About this task » Write out the section of the diabetes and foot ulcer article starting at "The research, conducted" and ending at "type 2 diabetes.", swapping "inspected" for "examined".

Excerpted passage »
· · · ·
One in three people living with diabetes in Scotland are unaware that foot ulcers are linked to diabetes, a poll has found.
A total of 38 per cent of respondents in The Scottish Diabetes Survey 2016 said they did not know that both type 1 diabetes and type 2 diabetes can lead to foot ulcers which can result in amputation in the worst-case scenario.
The research, conducted by YouGov, also revealed that only 59.1 per cent of those with type 1 diabetes had their feet inspected in the last 15 months, which rose to 73.2 per cent of those with type 2 diabetes.
Linda McGlyn, a regional engagement manager at Diabetes Scotland, said: “Diabetes-related amputations can devastate lives. But, with the right support, four out of five amputations can be preventable. That’s why it’s essential that people living with diabetes in Scotland know how to look after their feet, and that they check them daily.
“It’s also crucial that people know to seek urgent medical attention if they notice any problems with their feet, a matter of hours can make the difference between losing and keeping a limb.”
· · · ·
Collected data »
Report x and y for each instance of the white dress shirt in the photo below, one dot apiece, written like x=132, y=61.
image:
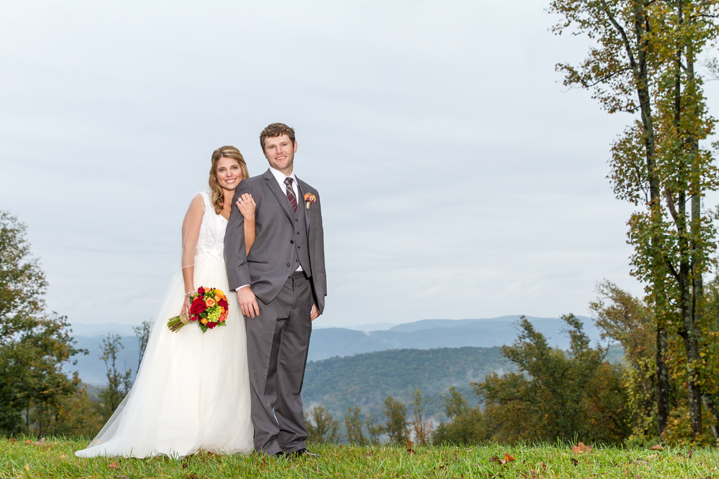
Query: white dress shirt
x=280, y=177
· · · ·
Answer box »
The research, conducted by YouGov, also revealed that only 59.1 per cent of those with type 1 diabetes had their feet examined in the last 15 months, which rose to 73.2 per cent of those with type 2 diabetes.